Pouvez-vous reformuler sous forme de liste le paragraphe de l'extrait ci-dessous qui commence par « Le chapitre 8 », en conservant ses faits principaux ?
:: Extrait ::
Plus explicitement encore, pages 225-231, le sociologue de l'école décrit par le menu les effets négatifs de l'évaluation gaussienne : évaluation de l'élève par rapport à une norme (la sacro-sainte moyenne) et non par rapport à lui-même, compétition scolaire favorisant l'individualisme égoïste les comportements antisociaux, développement de la triche, il n'y a que la note et les matières ou productions notées qui comptent, réduction du bien-être scolaire et désintérêt pour l'école.

Principes et pratiques pour une évaluation scolaire équitable et efficace

Le chapitre 8 (p. 243 et sv.) présente les 4 principes d'une évaluation scolaire équitable et efficace : anonymat social et scolaire des élèves − au passage, rappel du caractère dangereux voire délétère de la trop fameuse fiche de renseignements remplie à la rentrée à la demande du professeur principal −, évaluation formative ou évaluation par compétences à privilégier (cf. figure 17, page 242 : Comparaison simplifiée des pratiques évaluatives fondées soit sur une échelle de notes, soit sur des niveaux de maîtrise), choisir une pédagogie explicite qui décompose le processus d'apprentissage en plusieurs étapes (par exemple, étape 1 : Objectifs et notions, étape 2 : TD en groupes, étape 3 : Travail en autonomie, étape 4 : Révisions régulières et organisées des notions), créer du bien-être, un climat de confiance ainsi qu'un état de flow(p. 259) − état d'une personne totalement immergée dans son activité, motivation, concentration, satisfaction maximum −.
:::
:: Jeu de données ::
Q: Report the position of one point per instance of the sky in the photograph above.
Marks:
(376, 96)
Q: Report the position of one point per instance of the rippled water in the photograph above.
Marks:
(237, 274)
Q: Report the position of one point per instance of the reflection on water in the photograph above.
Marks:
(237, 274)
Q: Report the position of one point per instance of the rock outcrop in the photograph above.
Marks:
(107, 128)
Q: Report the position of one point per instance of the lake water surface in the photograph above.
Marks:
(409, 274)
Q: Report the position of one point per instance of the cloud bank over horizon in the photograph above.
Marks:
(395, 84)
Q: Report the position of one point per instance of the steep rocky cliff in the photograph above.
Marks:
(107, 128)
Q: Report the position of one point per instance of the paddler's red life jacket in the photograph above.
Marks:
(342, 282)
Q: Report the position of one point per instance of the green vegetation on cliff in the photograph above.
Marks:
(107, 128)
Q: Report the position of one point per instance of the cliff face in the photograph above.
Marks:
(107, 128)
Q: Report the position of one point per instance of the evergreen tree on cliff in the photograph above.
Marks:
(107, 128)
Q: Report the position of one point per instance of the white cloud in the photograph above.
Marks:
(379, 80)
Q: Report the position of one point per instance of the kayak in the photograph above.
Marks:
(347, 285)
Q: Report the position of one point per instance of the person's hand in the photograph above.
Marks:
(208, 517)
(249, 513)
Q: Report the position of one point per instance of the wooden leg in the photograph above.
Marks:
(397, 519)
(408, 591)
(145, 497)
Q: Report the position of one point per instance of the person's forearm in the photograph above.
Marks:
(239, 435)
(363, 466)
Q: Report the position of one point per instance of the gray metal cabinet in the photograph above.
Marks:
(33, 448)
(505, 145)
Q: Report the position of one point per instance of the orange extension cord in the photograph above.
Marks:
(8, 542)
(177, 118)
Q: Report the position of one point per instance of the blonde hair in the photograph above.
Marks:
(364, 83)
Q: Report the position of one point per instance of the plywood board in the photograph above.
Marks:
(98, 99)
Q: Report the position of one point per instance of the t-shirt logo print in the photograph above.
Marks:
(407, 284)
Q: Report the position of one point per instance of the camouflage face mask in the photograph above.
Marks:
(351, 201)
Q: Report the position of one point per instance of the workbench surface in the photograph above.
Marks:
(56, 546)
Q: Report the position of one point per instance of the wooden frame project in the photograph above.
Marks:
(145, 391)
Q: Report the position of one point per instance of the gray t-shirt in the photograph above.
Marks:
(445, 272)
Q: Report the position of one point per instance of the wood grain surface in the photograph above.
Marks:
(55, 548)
:::
**Réponse rédigée:**
Le chapitre 8 (p. 243 et suivantes) présente quatre principes d'une évaluation scolaire équitable et efficace :
- Garantir l'anonymat social et scolaire des élèves. La fiche de renseignements remplie à la rentrée à la demande du professeur principal y est jugée dangereuse, voire délétère.
- Privilégier l'évaluation formative ou par compétences. La figure 17, p. 242, compare l'échelle de notes et les niveaux de maîtrise.
- Choisir une pédagogie explicite qui découpe l'apprentissage en étapes : objectifs et notions, TD en groupes, travail en autonomie, puis révisions régulières et organisées.
- Créer du bien-être, un climat de confiance et un état de flow (p. 259). Cet état désigne une immersion totale dans l'activité, avec une motivation, une concentration et une satisfaction maximales.